▸ ACTIVITY
Look through the entries below, please, and copy every line with the word "shirt".
• • • •
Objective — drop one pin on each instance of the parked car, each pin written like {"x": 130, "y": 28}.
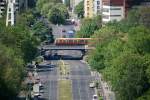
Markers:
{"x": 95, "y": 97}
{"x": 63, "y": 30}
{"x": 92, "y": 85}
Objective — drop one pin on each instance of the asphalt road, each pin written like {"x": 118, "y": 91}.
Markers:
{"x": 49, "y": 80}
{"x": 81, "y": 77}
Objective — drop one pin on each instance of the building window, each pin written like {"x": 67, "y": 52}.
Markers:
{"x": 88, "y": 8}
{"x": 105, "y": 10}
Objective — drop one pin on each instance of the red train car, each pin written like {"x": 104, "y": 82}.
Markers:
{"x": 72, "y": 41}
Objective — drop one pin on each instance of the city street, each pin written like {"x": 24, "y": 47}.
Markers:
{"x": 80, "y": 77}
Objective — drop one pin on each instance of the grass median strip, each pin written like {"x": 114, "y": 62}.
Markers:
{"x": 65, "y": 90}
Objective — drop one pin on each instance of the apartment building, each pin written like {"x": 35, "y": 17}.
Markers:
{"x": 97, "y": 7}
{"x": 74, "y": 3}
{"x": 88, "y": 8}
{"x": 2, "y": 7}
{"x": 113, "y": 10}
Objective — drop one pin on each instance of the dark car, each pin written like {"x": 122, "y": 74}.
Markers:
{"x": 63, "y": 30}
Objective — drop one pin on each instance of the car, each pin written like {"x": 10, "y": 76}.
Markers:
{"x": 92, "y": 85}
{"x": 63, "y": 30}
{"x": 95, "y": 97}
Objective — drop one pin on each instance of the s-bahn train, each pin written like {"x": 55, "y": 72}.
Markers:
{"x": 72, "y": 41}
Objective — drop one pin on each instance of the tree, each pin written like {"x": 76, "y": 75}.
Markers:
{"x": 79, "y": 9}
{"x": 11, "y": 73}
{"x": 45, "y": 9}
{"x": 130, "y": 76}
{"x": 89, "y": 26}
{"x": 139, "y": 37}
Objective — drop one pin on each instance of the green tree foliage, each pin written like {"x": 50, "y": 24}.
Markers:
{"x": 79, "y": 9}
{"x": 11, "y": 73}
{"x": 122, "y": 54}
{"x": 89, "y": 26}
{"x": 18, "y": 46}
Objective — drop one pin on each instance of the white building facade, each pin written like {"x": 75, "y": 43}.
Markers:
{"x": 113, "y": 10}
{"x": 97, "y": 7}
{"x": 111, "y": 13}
• • • •
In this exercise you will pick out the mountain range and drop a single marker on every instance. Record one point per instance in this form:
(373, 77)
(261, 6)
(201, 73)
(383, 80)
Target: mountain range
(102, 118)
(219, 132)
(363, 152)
• • • •
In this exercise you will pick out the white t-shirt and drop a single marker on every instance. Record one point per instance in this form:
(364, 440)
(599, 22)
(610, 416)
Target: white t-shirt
• • • •
▸ EXERCISE ANSWER
In this exercise you will pick out the white t-shirt and drop a single marker on every instance. Record one point per instance in this form:
Target: white t-shirt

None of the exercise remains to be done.